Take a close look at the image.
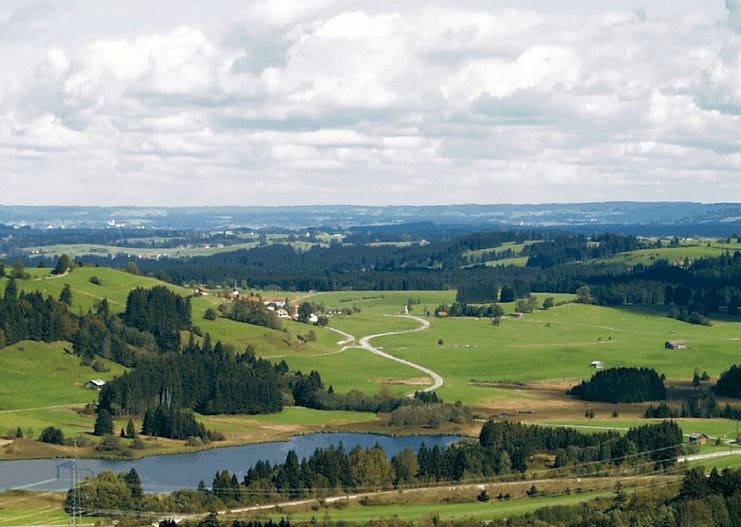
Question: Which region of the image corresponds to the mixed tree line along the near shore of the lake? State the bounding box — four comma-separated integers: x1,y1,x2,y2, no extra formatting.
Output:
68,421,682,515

§

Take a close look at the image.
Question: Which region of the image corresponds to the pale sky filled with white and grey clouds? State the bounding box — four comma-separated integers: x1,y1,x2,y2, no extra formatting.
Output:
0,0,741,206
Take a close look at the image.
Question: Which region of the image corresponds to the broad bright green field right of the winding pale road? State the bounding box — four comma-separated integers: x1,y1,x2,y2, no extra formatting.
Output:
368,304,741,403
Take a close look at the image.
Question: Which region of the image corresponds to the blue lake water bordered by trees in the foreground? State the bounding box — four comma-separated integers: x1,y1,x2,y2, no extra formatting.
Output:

§

# Task
From the entries above, work out the number of lines containing the string "lake" and give that number by itself.

# The answer
2